## Problem details:
List every line of the material below that contains the string "lawn", copying each line in full. Case counts.

## Given information:

---

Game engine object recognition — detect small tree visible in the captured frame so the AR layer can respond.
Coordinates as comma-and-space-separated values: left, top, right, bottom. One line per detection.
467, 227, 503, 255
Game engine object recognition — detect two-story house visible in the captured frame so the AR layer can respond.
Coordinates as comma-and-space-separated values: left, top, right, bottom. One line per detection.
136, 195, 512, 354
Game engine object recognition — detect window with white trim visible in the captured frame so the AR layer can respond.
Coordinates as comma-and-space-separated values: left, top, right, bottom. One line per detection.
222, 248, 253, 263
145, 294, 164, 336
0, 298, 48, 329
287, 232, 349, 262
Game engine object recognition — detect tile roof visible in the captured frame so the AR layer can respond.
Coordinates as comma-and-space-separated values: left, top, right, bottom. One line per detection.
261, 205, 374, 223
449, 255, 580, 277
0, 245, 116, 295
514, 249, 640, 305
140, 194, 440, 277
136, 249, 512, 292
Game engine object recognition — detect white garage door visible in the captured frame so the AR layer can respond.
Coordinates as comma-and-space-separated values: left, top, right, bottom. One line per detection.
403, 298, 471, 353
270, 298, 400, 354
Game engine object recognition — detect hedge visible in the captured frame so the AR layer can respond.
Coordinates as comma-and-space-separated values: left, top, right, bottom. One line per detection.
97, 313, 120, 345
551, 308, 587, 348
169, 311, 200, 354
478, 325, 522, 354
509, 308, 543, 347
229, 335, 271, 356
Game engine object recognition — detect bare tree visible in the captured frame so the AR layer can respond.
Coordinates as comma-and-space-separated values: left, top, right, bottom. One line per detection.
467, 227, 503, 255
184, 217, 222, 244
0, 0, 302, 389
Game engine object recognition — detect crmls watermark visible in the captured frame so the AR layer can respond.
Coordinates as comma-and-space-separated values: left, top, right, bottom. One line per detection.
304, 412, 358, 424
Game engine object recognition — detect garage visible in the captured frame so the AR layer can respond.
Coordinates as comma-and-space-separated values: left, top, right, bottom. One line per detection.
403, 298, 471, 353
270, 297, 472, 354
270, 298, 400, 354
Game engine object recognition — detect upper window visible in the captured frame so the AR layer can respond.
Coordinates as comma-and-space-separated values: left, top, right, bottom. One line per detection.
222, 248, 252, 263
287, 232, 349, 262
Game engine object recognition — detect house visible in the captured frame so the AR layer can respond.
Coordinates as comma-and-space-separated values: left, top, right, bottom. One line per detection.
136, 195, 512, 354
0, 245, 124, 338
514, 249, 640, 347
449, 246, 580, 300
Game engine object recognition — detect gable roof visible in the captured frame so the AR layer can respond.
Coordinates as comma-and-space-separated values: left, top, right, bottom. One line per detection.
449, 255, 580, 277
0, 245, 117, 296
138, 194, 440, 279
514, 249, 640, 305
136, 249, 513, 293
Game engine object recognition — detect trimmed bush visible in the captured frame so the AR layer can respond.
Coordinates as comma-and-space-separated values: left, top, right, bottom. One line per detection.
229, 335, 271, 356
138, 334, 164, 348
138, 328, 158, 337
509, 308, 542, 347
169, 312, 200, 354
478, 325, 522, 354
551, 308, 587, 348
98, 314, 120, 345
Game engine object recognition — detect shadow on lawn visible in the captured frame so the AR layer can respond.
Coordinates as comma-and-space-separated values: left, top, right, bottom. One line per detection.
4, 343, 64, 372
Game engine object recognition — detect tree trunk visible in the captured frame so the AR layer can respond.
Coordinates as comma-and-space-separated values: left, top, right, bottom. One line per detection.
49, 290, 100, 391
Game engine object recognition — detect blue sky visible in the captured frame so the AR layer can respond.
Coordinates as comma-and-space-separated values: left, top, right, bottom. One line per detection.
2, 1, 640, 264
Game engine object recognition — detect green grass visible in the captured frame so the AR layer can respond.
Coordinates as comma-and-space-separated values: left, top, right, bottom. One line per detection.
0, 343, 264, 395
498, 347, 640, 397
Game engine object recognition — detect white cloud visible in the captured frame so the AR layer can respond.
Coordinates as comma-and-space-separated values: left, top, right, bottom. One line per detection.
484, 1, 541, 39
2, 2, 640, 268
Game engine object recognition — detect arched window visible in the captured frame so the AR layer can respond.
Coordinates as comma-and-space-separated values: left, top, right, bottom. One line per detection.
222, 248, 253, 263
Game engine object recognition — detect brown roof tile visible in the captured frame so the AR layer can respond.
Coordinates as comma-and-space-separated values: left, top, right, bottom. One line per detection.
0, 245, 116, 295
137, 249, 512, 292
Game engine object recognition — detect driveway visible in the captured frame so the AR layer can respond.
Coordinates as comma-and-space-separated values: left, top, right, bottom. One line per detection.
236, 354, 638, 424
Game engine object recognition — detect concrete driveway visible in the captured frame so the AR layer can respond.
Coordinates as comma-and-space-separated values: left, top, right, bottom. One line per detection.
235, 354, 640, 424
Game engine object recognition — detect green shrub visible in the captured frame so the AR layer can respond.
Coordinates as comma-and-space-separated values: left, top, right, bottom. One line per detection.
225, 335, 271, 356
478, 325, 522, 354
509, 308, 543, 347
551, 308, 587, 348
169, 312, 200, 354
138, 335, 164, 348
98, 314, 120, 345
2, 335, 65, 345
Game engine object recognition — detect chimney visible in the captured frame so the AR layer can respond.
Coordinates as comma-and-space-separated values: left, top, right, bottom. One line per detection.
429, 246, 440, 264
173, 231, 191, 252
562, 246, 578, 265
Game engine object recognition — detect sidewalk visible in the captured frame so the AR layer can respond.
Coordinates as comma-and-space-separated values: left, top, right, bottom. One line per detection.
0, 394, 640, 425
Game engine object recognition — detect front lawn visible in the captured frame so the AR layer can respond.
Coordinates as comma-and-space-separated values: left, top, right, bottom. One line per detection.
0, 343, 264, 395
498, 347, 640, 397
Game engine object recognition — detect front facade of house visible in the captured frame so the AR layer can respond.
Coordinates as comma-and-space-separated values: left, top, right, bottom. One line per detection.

---

## Answer below:
Game engine object recognition — detect shadow on lawn visible in the captured frame so the AR layer can respond.
Game engine object recognition — detect front lawn visible in the captured frame so the AR layer can respond.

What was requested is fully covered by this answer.